• **EXERCISE OBJECTIVE**: Take the line that contains "the red inflatable" and each line after it in the material below, and transcribe them exactly, stopping at the end.

■ ■ ■ ■ ■

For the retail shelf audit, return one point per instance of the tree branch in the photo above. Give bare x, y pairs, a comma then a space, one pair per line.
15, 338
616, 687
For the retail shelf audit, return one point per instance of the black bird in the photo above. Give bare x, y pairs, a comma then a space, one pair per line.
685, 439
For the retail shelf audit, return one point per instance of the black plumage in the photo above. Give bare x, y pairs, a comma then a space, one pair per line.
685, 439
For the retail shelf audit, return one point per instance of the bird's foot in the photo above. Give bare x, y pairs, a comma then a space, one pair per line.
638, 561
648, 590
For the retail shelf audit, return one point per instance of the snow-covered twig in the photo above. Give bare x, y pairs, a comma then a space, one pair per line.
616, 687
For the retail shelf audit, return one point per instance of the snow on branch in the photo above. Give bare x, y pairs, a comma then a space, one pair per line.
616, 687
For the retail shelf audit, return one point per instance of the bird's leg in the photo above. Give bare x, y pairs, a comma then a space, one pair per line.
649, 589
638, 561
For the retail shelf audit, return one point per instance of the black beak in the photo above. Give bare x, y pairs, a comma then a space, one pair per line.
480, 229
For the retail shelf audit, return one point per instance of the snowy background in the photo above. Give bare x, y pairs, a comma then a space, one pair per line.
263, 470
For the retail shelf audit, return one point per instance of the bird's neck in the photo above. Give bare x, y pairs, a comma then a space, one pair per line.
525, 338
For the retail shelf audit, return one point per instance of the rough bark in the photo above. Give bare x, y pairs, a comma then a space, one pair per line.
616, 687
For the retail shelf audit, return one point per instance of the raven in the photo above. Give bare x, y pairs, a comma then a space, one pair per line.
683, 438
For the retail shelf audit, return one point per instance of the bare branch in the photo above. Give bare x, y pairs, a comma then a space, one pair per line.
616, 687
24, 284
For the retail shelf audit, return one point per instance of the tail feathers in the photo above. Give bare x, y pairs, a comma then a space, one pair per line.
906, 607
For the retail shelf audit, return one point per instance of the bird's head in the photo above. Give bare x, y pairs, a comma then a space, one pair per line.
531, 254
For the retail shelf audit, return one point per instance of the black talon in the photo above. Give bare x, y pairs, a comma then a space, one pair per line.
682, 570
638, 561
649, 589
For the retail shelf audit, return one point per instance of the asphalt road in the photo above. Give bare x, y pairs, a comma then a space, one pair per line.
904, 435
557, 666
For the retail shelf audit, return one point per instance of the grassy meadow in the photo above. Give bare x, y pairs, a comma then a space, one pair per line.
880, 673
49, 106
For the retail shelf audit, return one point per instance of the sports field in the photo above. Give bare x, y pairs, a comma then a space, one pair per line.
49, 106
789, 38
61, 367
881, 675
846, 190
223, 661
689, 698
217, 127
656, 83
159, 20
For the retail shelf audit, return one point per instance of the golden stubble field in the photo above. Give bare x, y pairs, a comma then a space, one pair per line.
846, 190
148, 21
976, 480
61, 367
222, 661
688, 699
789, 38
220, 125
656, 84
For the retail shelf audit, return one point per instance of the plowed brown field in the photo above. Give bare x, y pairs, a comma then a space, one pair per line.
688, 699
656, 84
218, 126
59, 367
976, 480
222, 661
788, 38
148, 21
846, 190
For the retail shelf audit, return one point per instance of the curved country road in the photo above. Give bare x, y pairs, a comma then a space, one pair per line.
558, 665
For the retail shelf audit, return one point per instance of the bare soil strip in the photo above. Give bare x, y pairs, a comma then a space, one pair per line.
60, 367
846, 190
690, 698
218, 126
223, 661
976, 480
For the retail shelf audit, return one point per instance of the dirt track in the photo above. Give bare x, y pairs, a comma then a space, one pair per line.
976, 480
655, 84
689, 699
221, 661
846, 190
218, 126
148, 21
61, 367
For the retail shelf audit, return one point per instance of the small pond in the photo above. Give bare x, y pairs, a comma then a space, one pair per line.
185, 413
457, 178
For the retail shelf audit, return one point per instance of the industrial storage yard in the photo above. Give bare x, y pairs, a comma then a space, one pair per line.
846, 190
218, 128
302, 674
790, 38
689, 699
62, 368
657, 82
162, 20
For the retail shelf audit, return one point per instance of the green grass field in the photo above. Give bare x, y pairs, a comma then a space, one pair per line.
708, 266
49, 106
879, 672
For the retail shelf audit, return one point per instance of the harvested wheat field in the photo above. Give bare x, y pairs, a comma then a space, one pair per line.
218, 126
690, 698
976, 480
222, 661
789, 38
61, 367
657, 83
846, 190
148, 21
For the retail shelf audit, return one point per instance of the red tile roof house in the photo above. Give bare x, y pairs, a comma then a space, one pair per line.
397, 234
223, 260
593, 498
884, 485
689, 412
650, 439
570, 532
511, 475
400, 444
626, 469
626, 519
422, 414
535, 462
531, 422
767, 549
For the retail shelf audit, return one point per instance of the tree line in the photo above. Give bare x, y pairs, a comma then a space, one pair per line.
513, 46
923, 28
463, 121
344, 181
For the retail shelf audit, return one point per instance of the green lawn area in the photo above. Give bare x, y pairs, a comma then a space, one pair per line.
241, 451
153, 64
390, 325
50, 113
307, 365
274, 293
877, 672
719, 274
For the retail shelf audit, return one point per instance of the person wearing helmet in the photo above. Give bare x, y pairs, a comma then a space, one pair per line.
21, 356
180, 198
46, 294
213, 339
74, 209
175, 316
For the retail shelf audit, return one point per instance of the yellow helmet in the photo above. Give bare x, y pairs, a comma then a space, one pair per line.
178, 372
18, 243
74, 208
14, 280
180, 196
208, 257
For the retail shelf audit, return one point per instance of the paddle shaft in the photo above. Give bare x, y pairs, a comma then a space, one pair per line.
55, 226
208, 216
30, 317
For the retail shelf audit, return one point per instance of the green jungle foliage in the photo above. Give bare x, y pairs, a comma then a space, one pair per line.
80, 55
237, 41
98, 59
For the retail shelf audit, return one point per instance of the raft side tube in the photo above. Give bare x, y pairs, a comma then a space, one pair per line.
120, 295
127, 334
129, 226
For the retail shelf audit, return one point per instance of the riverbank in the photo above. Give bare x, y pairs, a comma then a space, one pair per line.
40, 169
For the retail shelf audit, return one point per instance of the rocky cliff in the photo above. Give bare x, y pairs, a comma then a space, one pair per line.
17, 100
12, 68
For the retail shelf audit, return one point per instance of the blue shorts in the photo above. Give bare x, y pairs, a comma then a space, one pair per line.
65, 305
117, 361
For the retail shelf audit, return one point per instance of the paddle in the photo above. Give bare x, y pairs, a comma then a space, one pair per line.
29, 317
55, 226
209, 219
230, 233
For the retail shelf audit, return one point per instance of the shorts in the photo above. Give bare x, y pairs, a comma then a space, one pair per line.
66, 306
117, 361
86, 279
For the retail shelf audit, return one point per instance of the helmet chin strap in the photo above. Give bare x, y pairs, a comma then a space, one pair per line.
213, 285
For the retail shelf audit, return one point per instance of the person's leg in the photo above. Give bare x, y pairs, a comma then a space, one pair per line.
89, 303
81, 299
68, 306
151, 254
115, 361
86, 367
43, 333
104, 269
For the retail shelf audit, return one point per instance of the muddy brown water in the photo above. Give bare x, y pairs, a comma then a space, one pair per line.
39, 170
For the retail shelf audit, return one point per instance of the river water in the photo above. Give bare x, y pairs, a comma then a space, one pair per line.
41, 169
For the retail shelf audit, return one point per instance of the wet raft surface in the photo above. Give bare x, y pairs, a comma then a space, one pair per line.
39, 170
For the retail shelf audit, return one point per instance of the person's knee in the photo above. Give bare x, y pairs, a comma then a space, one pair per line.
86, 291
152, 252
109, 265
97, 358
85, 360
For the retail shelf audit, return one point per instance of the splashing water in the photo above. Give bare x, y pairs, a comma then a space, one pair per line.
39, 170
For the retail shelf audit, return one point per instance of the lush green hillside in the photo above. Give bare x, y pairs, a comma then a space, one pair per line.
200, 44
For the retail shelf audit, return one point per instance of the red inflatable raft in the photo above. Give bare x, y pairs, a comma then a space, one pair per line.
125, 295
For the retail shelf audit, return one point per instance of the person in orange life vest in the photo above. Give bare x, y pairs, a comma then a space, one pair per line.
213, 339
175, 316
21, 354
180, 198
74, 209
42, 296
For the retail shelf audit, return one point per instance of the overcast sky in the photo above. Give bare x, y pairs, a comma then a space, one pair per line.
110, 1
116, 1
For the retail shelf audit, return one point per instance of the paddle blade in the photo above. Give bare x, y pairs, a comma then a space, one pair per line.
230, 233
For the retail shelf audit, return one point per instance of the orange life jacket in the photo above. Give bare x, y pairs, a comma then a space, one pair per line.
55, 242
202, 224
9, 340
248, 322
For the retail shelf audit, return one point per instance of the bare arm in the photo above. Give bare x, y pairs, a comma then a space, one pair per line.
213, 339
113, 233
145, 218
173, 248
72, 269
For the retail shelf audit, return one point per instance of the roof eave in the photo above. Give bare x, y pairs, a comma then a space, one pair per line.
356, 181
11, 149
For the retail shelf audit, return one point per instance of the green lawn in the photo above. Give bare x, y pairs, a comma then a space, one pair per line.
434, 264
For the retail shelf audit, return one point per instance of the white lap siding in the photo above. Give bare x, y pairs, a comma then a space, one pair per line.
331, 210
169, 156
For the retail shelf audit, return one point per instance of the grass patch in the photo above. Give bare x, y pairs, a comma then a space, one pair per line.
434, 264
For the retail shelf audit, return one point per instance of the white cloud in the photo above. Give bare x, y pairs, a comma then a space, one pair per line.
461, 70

■ ■ ■ ■ ■

• **RESPONSE**:
For the retail shelf audit, return one point per instance of the red inflatable raft in the photo above. Give bare x, y pairs, a comma then a space, one pair per line.
125, 295
For the retail shelf audit, return one point per instance of the person in orange life vest in the photo above. Give bare x, y pairs, a comma then a space, one pair per line.
213, 339
175, 316
21, 354
180, 198
74, 209
42, 296
For the retail shelf audit, return one point per instance of the overcast sky in the photo above. Give bare x, y pairs, a comma then a space, one pair per line.
110, 1
116, 1
For the retail shelf audit, return one point per instance of the paddle blade in the photo above. Give bare x, y pairs, a comma then a space, one pair per line.
230, 233
For the retail shelf audit, return one point per instance of the orange life jacket in the photo above. Give bare x, y pairs, a comma then a space, one pair per line.
55, 242
202, 224
9, 340
248, 322
For the retail shelf audit, return one point per instance of the bare arm in the photo above. Give bare x, y pairs, a comma then a space, one pair per line.
213, 339
113, 233
145, 218
173, 248
72, 269
For the retail shelf audit, return one point per instance of the roof eave in the photo above. Give bare x, y pairs, a comma then a space, one pair per line.
356, 181
11, 149
For the retail shelf audit, return one point per instance of the green lawn in the photo above. Give bare x, y pairs, a comma then a space, one pair per line.
434, 264
For the retail shelf audit, return one point per instance of the white lap siding in the photo above. Give bare x, y pairs, a comma then a space, one pair per line.
331, 210
169, 156
For the retail shelf audit, return one point per instance of the grass patch in the photo above. Give bare x, y pairs, a comma then a space, one pair per line.
434, 264
For the retail shelf audit, return one point per instance of the white cloud in the photo above. Give bare x, y pairs, a comma then a space, one pair per line.
461, 70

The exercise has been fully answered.